Region annotation entries
################

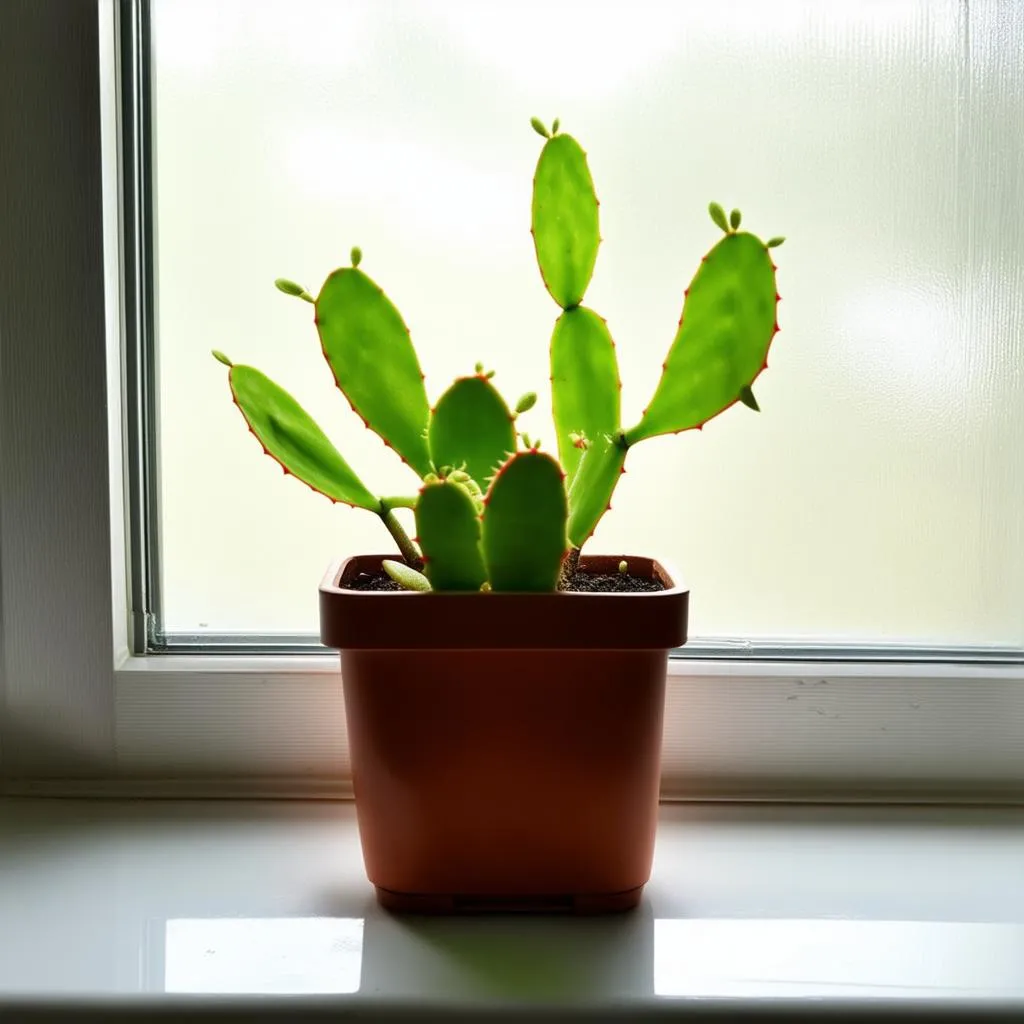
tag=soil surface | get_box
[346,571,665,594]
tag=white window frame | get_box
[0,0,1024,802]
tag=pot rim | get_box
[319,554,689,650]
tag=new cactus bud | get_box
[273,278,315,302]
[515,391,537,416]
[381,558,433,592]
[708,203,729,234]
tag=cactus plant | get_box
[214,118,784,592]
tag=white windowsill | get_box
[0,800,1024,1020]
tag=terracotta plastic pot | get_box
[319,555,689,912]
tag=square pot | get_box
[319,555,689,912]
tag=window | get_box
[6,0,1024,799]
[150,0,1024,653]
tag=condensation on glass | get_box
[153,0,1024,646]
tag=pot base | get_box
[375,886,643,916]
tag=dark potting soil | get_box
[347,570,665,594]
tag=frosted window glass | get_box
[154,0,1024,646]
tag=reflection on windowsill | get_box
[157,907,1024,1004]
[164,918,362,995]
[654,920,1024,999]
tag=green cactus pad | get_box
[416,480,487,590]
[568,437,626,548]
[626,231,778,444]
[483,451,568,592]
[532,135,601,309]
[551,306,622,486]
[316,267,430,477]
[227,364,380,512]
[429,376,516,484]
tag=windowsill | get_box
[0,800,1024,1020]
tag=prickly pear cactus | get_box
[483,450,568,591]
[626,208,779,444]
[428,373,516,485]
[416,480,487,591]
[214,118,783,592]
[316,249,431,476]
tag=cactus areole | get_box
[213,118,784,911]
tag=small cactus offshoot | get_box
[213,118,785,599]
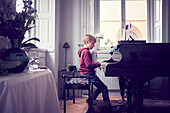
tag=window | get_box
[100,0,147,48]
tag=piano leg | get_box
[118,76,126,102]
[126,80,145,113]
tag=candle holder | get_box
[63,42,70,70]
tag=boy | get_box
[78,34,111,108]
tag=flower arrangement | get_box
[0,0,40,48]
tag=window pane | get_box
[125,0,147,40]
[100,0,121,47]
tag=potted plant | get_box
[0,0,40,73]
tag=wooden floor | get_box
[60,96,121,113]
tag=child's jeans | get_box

################

**What to work on**
Format every line of the data above as a JSON list of strings, with one string per line and no blank lines. Leave the pictures out of the answer.

**Task output**
[
  "tag=soil surface | get_box",
  "[346,571,665,594]",
  "tag=white window frame | get_box",
  "[0,0,1024,802]",
  "tag=pot rim | get_box",
  "[319,554,689,650]",
  "tag=new cactus bud | get_box",
  "[273,278,315,302]",
  "[515,391,537,416]",
  "[381,558,433,592]",
  "[708,203,729,234]",
  "tag=cactus plant | get_box",
  "[214,118,784,592]",
  "tag=white windowsill | get_box",
  "[0,800,1024,1020]",
  "tag=terracotta plastic pot | get_box",
  "[319,555,689,912]",
  "tag=square pot | get_box",
  "[319,555,689,912]",
  "tag=window | get_box",
  "[6,0,1024,799]",
  "[150,0,1024,653]",
  "tag=condensation on glass | get_box",
  "[153,0,1024,646]",
  "tag=pot base | get_box",
  "[375,886,643,916]",
  "tag=dark potting soil | get_box",
  "[347,570,665,594]",
  "tag=frosted window glass | get_box",
  "[154,0,1024,646]",
  "tag=reflection on windowsill | get_box",
  "[157,907,1024,1004]",
  "[164,918,362,995]",
  "[654,920,1024,999]",
  "tag=green cactus pad | get_box",
  "[416,480,487,590]",
  "[568,437,626,548]",
  "[626,231,778,444]",
  "[483,451,568,592]",
  "[532,135,601,309]",
  "[551,306,622,486]",
  "[316,267,430,477]",
  "[227,364,380,512]",
  "[429,376,516,484]",
  "tag=windowsill | get_box",
  "[0,800,1024,1020]",
  "tag=prickly pear cactus | get_box",
  "[483,450,568,591]",
  "[626,208,779,444]",
  "[428,373,516,485]",
  "[416,480,487,591]",
  "[214,118,783,592]",
  "[316,249,431,476]",
  "tag=cactus areole | get_box",
  "[213,118,784,911]",
  "tag=small cactus offshoot | get_box",
  "[213,118,785,599]",
  "tag=window | get_box",
  "[100,0,147,48]",
  "tag=piano leg | get_box",
  "[118,76,126,102]",
  "[126,80,145,113]",
  "tag=candle holder | get_box",
  "[63,42,70,70]",
  "tag=boy | get_box",
  "[78,34,111,108]",
  "tag=flower arrangement | get_box",
  "[0,0,40,48]",
  "tag=window pane | get_box",
  "[125,0,147,40]",
  "[100,0,121,47]",
  "tag=potted plant | get_box",
  "[0,0,40,73]",
  "tag=wooden floor | get_box",
  "[60,96,121,113]",
  "tag=child's jeans | get_box"
]